*About this task*
Line by line, copy the material that follows without leaving anything out.

........

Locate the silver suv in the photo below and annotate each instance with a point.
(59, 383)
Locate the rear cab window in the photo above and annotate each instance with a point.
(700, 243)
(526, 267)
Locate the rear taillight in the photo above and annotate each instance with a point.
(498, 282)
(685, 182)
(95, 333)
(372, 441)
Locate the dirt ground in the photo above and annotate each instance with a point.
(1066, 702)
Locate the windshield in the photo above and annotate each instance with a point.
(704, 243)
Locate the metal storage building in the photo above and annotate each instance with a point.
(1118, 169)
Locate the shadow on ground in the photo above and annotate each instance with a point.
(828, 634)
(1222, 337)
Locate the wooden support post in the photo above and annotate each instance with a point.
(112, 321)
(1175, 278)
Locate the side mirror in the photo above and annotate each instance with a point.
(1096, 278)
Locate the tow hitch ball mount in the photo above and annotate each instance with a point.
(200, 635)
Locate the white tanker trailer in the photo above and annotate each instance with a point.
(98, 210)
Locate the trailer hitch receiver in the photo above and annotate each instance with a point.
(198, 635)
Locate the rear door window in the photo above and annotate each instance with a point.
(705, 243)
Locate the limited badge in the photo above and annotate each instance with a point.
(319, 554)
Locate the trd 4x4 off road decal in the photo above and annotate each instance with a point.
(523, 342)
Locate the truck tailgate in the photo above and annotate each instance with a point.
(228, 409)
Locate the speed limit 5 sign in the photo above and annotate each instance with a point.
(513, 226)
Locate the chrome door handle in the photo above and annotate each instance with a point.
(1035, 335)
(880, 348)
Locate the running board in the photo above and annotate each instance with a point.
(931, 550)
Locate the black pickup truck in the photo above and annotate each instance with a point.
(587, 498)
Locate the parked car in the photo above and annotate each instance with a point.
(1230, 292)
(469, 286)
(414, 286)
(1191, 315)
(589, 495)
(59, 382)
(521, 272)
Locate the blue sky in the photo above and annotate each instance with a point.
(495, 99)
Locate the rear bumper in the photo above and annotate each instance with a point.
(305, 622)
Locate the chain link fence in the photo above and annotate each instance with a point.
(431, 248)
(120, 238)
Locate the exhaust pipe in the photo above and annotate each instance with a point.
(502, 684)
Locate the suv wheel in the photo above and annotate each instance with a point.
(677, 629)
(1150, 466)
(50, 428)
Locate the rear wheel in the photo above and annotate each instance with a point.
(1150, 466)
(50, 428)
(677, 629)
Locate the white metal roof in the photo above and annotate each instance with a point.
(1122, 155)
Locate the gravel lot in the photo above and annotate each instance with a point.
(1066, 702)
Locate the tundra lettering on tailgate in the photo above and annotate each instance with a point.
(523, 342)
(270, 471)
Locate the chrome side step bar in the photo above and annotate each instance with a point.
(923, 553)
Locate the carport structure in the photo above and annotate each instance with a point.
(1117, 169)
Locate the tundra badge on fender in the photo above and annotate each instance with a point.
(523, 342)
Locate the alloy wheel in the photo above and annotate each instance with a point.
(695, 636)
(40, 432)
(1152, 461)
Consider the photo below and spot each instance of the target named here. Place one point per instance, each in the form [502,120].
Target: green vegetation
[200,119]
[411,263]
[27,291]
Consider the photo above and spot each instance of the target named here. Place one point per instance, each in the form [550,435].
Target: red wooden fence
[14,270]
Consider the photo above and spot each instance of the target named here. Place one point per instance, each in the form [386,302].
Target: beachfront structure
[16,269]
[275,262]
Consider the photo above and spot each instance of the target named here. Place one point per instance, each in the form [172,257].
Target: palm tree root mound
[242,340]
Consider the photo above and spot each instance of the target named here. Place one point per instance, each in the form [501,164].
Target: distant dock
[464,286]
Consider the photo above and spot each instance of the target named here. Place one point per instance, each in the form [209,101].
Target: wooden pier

........

*Task solution*
Locate the silver suv in the photo below and annotate each instance with a point.
(59, 383)
Locate the rear cab window in the photo above and annotate each instance with a point.
(700, 243)
(526, 267)
Locate the rear taillight in the photo above and annotate each instance with a point.
(498, 282)
(685, 182)
(95, 333)
(372, 441)
Locate the dirt ground in the photo above and annotate each instance with a point.
(1066, 702)
Locate the windshield in the photo above and annotate each instance with a point.
(704, 243)
Locate the metal storage building in the photo above and annotate each instance with a point.
(1118, 169)
Locate the shadow on ground in the photo above and annotate each instance with a point.
(828, 634)
(1222, 337)
Locate the wooden support post in the photo above and annotate each instance with a point.
(112, 321)
(1175, 278)
Locate the side mirror in the photo above and annotate each instance with a point.
(1096, 278)
Locate the tow hitch ball mount in the photo above and annotate each instance with a point.
(200, 635)
Locate the white tanker trailer in the photo above and annotate each instance with a point.
(98, 210)
Locate the trailer hitch receiver in the photo above and annotate each instance with a point.
(198, 635)
Locate the rear door window in the photo above and annotate each instance with a point.
(705, 243)
Locate the limited badge in the photo above and annotate each instance with a point.
(319, 554)
Locate the trd 4x4 off road decal in the photo above and annotate each instance with a point.
(523, 342)
Locate the truck tailgate in the photo above and annotate each instance with a point.
(228, 409)
Locate the speed limit 5 sign in the photo above and annotate each instance with a point.
(513, 226)
Locate the chrome door handle in the photo above and annotate each instance with a point.
(1035, 335)
(880, 348)
Locate the running board in the photo above and annotate each instance with a point.
(931, 550)
Locate the black pickup truck in the photo above and annotate each instance with a point.
(587, 498)
Locate the parked car in the photo above and annotate each instance with a point.
(1230, 292)
(469, 286)
(414, 286)
(1191, 315)
(589, 495)
(59, 382)
(521, 272)
Locate the blue sky in the photo above and annotate each instance with a point.
(495, 99)
Locate the rear bumper in the photo above and annotate each instance with a point.
(305, 622)
Locate the chain link fence in the photo above and annotate each instance with a point.
(431, 248)
(120, 238)
Locate the exhaust pipe in the photo above and annotate each instance with a point.
(502, 684)
Locate the suv wheel in the photo above and annotate each instance with a point.
(677, 629)
(1150, 466)
(50, 428)
Locate the rear wheel in the photo above and annotate each instance with a point.
(1150, 466)
(50, 428)
(677, 629)
Locate the white metal roof in the photo above and annotate each instance with a point.
(1122, 155)
Locate the gravel lot in the photo above and annotate each instance with a point.
(1066, 702)
Locate the tundra lettering on tailgate in the photo above and annotate each instance with a point.
(523, 342)
(270, 471)
Locate the chrome side step bar in the photo above and annotate each instance with a point.
(923, 553)
Locate the carport structure in the photo above and annotate each instance with a point.
(1117, 169)
Locate the tundra badge on fender in the photo above and annotate each instance with a point.
(523, 342)
Locate the alloy wheel in the photo above and annotate each instance with a point.
(695, 636)
(40, 432)
(1152, 461)
Consider the photo below and spot each instance of the target named here. Place one point per instance, each in the form [502,120].
Target: green vegetation
[200,119]
[411,263]
[27,291]
Consider the photo above and spot each instance of the target named here. Place one point per instance, each in the form [550,435].
Target: red wooden fence
[14,270]
Consider the photo above and spot each instance of the target named here. Place one point per instance, each in the form [386,302].
Target: beachfront structure
[16,269]
[275,262]
Consider the photo above and spot each instance of the target named here. Place one point per instance, each in the form [172,257].
Target: palm tree root mound
[242,340]
Consider the photo above and spot each instance of the target named here. Place one point per instance, each in the form [501,164].
Target: distant dock
[464,286]
Consider the photo above and spot each instance of the target named here. Place one point per instance, each in the form [209,101].
Target: wooden pier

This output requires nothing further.